SOURCE PASSAGE:

Biotech giant Monsanto announced Thursday that it will abandon its mission to get more genetically modified crops growing on European farms due to widespread and popular opposition to genetically modified organisms.
Instead, the world's largest seed corporation will invest "several hundred million dollars" on getting its arms into more of the natural seed market in Europe, as well as concentrating on getting approval for more imports of GM food.
"We will no longer be pursuing approvals for cultivation of new biotech crops in Europe," Monsanto, which has its headquarters in St. Louis, Mo., said in a statement.
"Instead, we will focus on enabling imports of biotech crops into the EU and the growth of our current business there."
The company said that its business in Europe is "strong and growing."
"In order to better serve farmers in Europe we will be investing several hundred million dollars in Europe over a decade to expand our conventional seed production and breeding," a Monsanto spokesperson told The Daily Telegraph.
Monsanto's retreat from the pursuit of growing more GM crops comes not long after another large biotech firm, Germany's BASF, also abandoned its attempts to expand the unpopular GM food market in Europe.
Pending applications for a variety of GM crops -- including six types of corn, a variety of soybean and a modified sugar beet -- will be withdrawn shortly, according to Monsanto.
An unnamed source at Monsanto told The Telegraph that the move to withdraw the applications for approval to cultivate new GM crops comes from frustrations with the delays in the approval process. The European Union has not approved a GM crop for cultivation since 1998.
"As the EU today is effectively a conventional seed market we have been progressively de-emphasizing cultivation of biotech crops in Europe," the source told The Telegraph.
"Amongst other things, this means we are no longer seeking approval to commercialize biotech seeds in the EU," the source said. "We intend to withdraw pending regulatory applications for commercial cultivation of new biotech crops in the EU."
Currently, Monsanto only sells one biotech seed product - a species of corn engineered to be resistant to a pest called the European corn borer. This corn species -- known as MON 810 -- is modified with a gene that produces a toxin that is poisonous to insects in the Lepidoptera order, which includes the corn borer.
MON 810 accounts for about one percent of all the corn cultivated in the EU, according to the Telegraph.

DATASET ENTRIES:
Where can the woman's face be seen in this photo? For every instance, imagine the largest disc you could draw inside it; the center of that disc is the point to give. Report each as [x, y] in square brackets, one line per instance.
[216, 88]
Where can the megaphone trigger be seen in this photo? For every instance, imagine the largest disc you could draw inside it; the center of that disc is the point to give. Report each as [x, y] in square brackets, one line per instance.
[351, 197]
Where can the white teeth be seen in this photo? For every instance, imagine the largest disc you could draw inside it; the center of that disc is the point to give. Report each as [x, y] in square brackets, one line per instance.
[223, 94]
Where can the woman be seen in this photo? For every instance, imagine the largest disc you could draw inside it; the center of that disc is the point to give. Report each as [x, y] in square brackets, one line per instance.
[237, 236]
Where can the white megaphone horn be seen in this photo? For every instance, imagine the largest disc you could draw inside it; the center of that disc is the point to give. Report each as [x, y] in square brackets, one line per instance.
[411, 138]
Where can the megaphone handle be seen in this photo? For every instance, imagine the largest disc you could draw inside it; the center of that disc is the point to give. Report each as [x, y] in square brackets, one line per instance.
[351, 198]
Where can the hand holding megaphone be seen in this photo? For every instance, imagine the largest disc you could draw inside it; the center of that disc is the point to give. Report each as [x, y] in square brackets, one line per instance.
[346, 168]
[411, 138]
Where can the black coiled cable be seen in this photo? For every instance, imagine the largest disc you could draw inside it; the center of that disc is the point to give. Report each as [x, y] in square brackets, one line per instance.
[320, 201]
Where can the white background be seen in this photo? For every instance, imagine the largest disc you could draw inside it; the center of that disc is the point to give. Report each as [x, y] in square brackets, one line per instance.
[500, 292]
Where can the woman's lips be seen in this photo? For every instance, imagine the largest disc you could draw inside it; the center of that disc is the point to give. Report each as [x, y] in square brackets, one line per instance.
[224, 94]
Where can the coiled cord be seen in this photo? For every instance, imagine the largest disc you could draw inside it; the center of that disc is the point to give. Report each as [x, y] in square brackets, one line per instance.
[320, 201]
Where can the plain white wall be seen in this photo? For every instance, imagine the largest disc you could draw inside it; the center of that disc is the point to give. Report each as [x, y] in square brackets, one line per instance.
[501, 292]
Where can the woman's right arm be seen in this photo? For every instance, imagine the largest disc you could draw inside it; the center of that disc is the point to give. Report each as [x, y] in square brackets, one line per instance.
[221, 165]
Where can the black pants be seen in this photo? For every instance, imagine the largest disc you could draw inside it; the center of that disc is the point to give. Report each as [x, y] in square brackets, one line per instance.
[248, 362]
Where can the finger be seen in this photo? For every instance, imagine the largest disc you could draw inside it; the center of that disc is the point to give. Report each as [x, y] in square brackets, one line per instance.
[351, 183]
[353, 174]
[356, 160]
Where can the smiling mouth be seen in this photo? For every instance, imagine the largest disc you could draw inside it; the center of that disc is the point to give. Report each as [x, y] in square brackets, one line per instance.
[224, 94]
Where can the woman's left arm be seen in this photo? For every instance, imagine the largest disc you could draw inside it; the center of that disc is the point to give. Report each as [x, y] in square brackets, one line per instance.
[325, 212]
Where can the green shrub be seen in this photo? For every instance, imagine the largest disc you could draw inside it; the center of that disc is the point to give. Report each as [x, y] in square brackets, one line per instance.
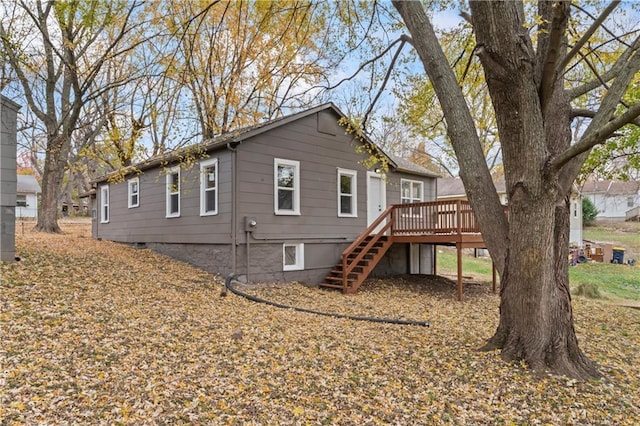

AIM OF THE TASK: From the article on Monsanto's shift away from GM crops in Europe, return everything from "Pending applications for" down to "cultivation since 1998.".

EXERCISE OUTPUT:
Pending applications for a variety of GM crops -- including six types of corn, a variety of soybean and a modified sugar beet -- will be withdrawn shortly, according to Monsanto.
An unnamed source at Monsanto told The Telegraph that the move to withdraw the applications for approval to cultivate new GM crops comes from frustrations with the delays in the approval process. The European Union has not approved a GM crop for cultivation since 1998.